=== Data listing ===

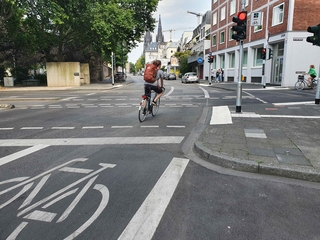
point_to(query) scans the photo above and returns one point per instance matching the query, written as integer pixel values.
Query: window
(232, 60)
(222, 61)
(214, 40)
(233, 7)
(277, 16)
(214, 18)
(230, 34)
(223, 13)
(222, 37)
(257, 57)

=== Work to be completed ===
All of the data above should be transcribed verbatim, with pictures omitted.

=== Output of the task ===
point_to(query) scans the photo above and returns one point per instance matching the query, written as integer pixel values.
Query: window
(232, 60)
(222, 61)
(214, 40)
(233, 7)
(277, 16)
(214, 18)
(230, 34)
(223, 13)
(222, 37)
(257, 57)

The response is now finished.